GOAL OF THE EXERCISE →
Repeat the listing in full, preserving every character.

--- START ---

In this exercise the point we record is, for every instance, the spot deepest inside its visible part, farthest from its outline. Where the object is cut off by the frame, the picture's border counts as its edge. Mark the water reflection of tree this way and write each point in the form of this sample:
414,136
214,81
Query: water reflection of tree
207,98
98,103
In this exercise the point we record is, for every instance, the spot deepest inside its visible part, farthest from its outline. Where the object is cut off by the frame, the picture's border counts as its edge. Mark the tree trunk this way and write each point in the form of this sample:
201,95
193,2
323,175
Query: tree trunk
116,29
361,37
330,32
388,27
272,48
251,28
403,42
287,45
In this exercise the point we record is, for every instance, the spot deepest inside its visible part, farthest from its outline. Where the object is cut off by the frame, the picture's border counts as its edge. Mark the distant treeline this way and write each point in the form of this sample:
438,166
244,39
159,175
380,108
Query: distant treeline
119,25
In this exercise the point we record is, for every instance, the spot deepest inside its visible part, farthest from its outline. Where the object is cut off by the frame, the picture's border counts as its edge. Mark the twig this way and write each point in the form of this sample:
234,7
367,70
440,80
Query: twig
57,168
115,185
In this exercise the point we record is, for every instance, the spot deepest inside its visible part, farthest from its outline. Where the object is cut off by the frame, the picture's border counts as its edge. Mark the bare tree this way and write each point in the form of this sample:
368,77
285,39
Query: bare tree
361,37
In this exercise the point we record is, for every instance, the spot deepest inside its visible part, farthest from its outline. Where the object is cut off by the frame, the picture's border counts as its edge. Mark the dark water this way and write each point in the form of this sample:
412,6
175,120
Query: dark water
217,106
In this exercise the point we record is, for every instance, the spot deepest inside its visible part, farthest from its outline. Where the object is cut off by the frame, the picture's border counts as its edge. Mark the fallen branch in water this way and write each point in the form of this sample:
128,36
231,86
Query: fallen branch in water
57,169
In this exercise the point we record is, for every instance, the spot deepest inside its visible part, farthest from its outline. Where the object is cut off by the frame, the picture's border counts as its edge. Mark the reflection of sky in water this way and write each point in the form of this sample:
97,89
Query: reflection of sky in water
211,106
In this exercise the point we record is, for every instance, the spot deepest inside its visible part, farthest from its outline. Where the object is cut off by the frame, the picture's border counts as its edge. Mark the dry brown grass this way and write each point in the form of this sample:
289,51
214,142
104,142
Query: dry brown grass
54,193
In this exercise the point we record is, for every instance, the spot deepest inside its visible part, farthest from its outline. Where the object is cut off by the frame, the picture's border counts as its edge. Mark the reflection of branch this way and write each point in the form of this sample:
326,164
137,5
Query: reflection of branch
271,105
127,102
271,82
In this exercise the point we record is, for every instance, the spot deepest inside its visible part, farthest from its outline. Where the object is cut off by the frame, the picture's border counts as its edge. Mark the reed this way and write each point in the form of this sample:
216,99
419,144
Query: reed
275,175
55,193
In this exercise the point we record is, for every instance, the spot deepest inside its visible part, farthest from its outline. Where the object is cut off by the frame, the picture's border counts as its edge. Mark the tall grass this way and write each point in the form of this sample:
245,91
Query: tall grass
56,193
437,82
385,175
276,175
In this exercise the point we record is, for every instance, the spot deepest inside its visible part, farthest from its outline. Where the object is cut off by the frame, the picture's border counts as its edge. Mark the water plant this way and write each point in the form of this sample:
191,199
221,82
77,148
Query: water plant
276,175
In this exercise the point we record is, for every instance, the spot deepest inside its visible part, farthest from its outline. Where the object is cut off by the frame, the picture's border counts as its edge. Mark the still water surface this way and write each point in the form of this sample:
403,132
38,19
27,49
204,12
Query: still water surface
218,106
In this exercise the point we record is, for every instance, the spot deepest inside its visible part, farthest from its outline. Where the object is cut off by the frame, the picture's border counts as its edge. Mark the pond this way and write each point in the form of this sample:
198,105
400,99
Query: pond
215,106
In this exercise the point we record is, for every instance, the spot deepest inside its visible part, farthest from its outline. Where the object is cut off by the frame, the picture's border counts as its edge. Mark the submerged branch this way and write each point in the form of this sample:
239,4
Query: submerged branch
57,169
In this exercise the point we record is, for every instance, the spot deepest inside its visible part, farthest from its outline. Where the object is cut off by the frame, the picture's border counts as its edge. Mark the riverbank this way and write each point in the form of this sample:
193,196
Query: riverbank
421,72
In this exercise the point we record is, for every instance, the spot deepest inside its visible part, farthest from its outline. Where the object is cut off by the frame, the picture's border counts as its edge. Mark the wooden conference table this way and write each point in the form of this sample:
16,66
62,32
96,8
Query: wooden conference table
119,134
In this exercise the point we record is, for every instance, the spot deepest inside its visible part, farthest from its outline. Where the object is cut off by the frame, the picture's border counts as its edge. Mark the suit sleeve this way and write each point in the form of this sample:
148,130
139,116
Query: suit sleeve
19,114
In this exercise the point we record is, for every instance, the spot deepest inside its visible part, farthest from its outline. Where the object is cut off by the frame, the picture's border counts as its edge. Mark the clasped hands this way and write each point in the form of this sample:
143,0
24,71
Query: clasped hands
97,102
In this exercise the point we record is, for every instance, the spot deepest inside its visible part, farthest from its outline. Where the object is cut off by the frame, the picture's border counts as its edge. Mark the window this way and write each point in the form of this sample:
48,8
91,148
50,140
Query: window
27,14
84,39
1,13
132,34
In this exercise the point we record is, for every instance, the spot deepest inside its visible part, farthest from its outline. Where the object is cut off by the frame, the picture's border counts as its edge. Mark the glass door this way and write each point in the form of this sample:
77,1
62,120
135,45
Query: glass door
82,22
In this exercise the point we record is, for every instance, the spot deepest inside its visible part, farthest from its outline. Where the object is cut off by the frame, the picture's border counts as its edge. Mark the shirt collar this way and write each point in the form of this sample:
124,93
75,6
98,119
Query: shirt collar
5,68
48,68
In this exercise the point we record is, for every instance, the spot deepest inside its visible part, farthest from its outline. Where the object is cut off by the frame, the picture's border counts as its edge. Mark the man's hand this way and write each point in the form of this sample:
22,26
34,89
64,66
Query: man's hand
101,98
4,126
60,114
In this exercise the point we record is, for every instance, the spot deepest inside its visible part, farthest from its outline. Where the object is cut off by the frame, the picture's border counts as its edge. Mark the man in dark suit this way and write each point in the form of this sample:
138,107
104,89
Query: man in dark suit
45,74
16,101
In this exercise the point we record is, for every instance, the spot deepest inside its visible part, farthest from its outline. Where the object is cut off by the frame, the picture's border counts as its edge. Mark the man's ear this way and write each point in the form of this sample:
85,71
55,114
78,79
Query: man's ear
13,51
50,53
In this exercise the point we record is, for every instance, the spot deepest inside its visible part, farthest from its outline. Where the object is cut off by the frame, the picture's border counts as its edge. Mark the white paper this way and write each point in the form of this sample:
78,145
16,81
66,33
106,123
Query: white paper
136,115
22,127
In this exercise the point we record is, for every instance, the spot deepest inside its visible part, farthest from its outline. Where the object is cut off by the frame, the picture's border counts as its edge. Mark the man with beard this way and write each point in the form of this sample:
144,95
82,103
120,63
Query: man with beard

--- END ---

RESULT →
In this exercise the point we record is, for every instance, the spot deepest inside its visible part, farthest from its outline. Where the object is cut off by the frame, the picture's border counts as its edge. Mark the water reflection of tree this way and write each point in the form of this sample:
414,136
214,81
Query: water reflection of tree
207,98
98,103
In this exercise the point we record is, for every instance, the spot deepest inside its visible part, farthest from its outline. Where the object is cut off by the frame, the picture's border counts as its edge. Mark the tree trunk this way and write each point in the form of this sample:
201,95
193,2
323,175
Query: tree trunk
116,29
361,37
330,32
388,27
272,48
251,28
403,42
287,45
In this exercise the point we record is, for every instance, the spot deepest inside its visible part, farthest from its outline. Where the object is cut off by the frame, the picture's border counts as its edge. Mark the distant treeline this way and write each point in the form of this sample:
438,166
244,39
159,175
380,108
Query: distant treeline
119,25
In this exercise the point we record is, for every instance, the spot deepest inside its visible part, farthest from its outline. Where the object is cut off by the frame, the picture's border counts as its edge. Mark the twig this way and write each point in the form of this sample:
234,7
367,70
440,80
Query: twig
57,168
115,185
In this exercise the point we record is, for every instance, the spot deepest inside its visible part, farthest from its outline. Where the object is cut off by the frame, the picture's border counts as its edge. Mark the bare tree this way and write each point in the form of this sample:
368,77
285,39
Query: bare tree
361,37
In this exercise the point we record is, for every instance, the spot deepest inside its visible part, farthest from its outline. Where the object is cut off by the frame, the picture's border counts as its edge. Mark the dark water this way and write each point in the form of this sample:
412,6
175,120
Query: dark water
217,106
In this exercise the point we record is, for every instance, the spot deepest inside its visible part, farthest from its outline. Where the object is cut off by the frame, the picture's border counts as its edge. Mark the fallen branch in water this way and write each point in the form of this sample:
128,36
231,86
Query: fallen branch in water
57,169
In this exercise the point we record is, for every instance, the spot deepest inside its visible part, farthest from its outline. Where the object is cut off by the frame, the picture's border counts as its edge. Mark the reflection of sky in water this way and write each point in the form of this sample:
97,89
Query: reflection of sky in water
211,106
In this exercise the point we record is, for every instance, the spot deepest inside its visible part, farthest from its outline. Where the object is cut off by the frame, the picture's border counts as its edge. Mark the dry brown grass this way and write each point in the form of this sample:
289,51
214,142
104,142
Query: dry brown grass
54,193
In this exercise the point we record is, for every instance, the spot deepest inside its visible part, farthest from its outline. Where the object is cut off by the frame, the picture's border counts as its edge. Mark the reflection of branch this way and write each point in the form of this sample:
326,164
137,5
Query: reflection of branch
271,105
127,102
271,82
In this exercise the point we record is, for every instance, the spot deepest inside its visible part, farthest from its outline. Where the object is cut off by the frame, the picture's border counts as its edge. Mark the reed this way and write each point in the form of this sample:
216,99
419,144
Query: reed
275,175
55,193
In this exercise the point we record is, for every instance, the spot deepest inside its visible part, farthest from its outline. Where the object is cut off by the frame, the picture's border counts as its edge. Mark the tall grass this way and write each point in the form of this sample:
245,91
Query: tall grass
56,193
437,82
385,175
276,175
In this exercise the point we record is, for every instance, the spot deepest inside its visible part, farthest from its outline. Where the object is cut off by the frame, the picture's border counts as its edge. Mark the water plant this way and write each point in the form of this sample:
191,199
221,82
77,148
Query: water plant
276,175
In this exercise the point we record is, for every instance, the spot deepest inside its visible part, farthest from its outline. Where the object is cut off by the frame, the picture's border counts as its edge. Mark the still water surface this way and write each point in the form of this sample:
403,132
38,19
27,49
204,12
Query: still water surface
218,106
In this exercise the point we record is, for every instance, the spot deepest inside its visible part, farthest from its outline. Where the object is cut off by the frame, the picture's border counts as its edge. Mark the pond this way and write each point in the form of this sample:
198,105
400,99
Query: pond
215,106
In this exercise the point we record is, for every instance, the spot deepest inside its visible part, farthest from its outline. Where the object is cut off by the frame, the picture's border counts as its edge. Mark the submerged branch this way and write each point in the form of this sample:
239,4
Query: submerged branch
57,169
In this exercise the point we record is, for every instance, the spot deepest inside its visible part, farthest from its outline. Where the object is cut off by the frame, the picture's border counts as its edge. Mark the riverbank this way and write each point in the form of this sample:
193,196
Query: riverbank
421,72
In this exercise the point we record is, for every instance, the spot deepest inside its visible part, farthest from its outline. Where the object is cut off by the frame, the picture's border counts as its edge. Mark the wooden conference table this way and write each point in the form of this sample:
16,66
62,32
96,8
Query: wooden conference table
119,134
In this exercise the point we record is, for every instance, the spot deepest inside its visible part, farthest from its outline. Where the object is cut off by the frame, the picture's border counts as its edge. Mark the suit sleeve this way and write each point in the form of this sample:
148,130
139,116
Query: suit sleeve
19,114
In this exercise the point we record is, for every instance, the spot deepest inside its visible part, farthest from its outline. Where the object is cut off by the frame, the picture's border counts as its edge. Mark the clasped hands this way and write each point in the form of this sample:
143,0
24,71
Query: clasped hands
97,102
In this exercise the point we record is, for every instance, the spot deepest inside its visible part, farthest from its outline. Where the object is cut off by the frame, the picture's border counts as its edge. Mark the window this way and write each point in the form of this sample:
48,8
91,148
50,140
Query: window
27,14
84,39
1,13
132,34
In this exercise the point we record is, for every instance, the spot deepest inside its visible part, farthest from its outline. Where the object is cut off by the frame, the picture's border counts as its edge. Mark the glass door this way and write each point in the form of this sample:
77,1
62,120
135,45
Query: glass door
82,22
In this exercise the point we record is, for every instance, the spot deepest inside its visible part, farthest from its outline. Where the object is cut off by the frame, the picture's border counts as its edge. Mark the shirt collar this way and write each point in the form of this sample:
124,93
75,6
98,119
Query: shirt collar
5,68
48,68
In this exercise the point we record is, for every instance, the spot deepest inside its visible part, farthest from its outline. Where the object is cut off by the frame, the picture's border counts as its edge. Mark the man's hand this way and write each point in the form of this sample:
22,26
34,89
64,66
Query: man's hand
101,98
4,126
60,114
In this exercise the point we record is, for every instance, the spot deepest inside its visible part, farthest from its outline. Where the object is cut off by the frame, the picture's border counts as its edge. Mark the man in dark suit this way and write each point in the form of this sample:
138,107
104,89
Query: man in dark suit
45,74
16,101
In this exercise the point we record is, for every instance, the spot deepest inside its visible part, farthest from its outline. Where the object is cut off by the frame, the picture's border counts as its edge. Mark the man's ear this way and write each point in the form of this sample:
85,71
55,114
78,79
Query: man's ear
13,51
50,53
In this exercise the point we record is, for every instance, the spot deepest inside its visible part, farthest from its outline. Where the object is cut off by the frame, the picture's border counts as its edge. Mark the white paper this way and write each point in the form of this sample:
78,145
16,81
66,33
106,123
Query: white paper
136,115
22,127
In this exercise the point we record is, for every instance, the spot deepest inside its visible part, farthest from its outline. Where the object is cut off by the frame, the picture's border counts as its edge. Mark the man with beard this way and write each point in the form of this sample:
144,95
82,103
120,63
Query: man with beard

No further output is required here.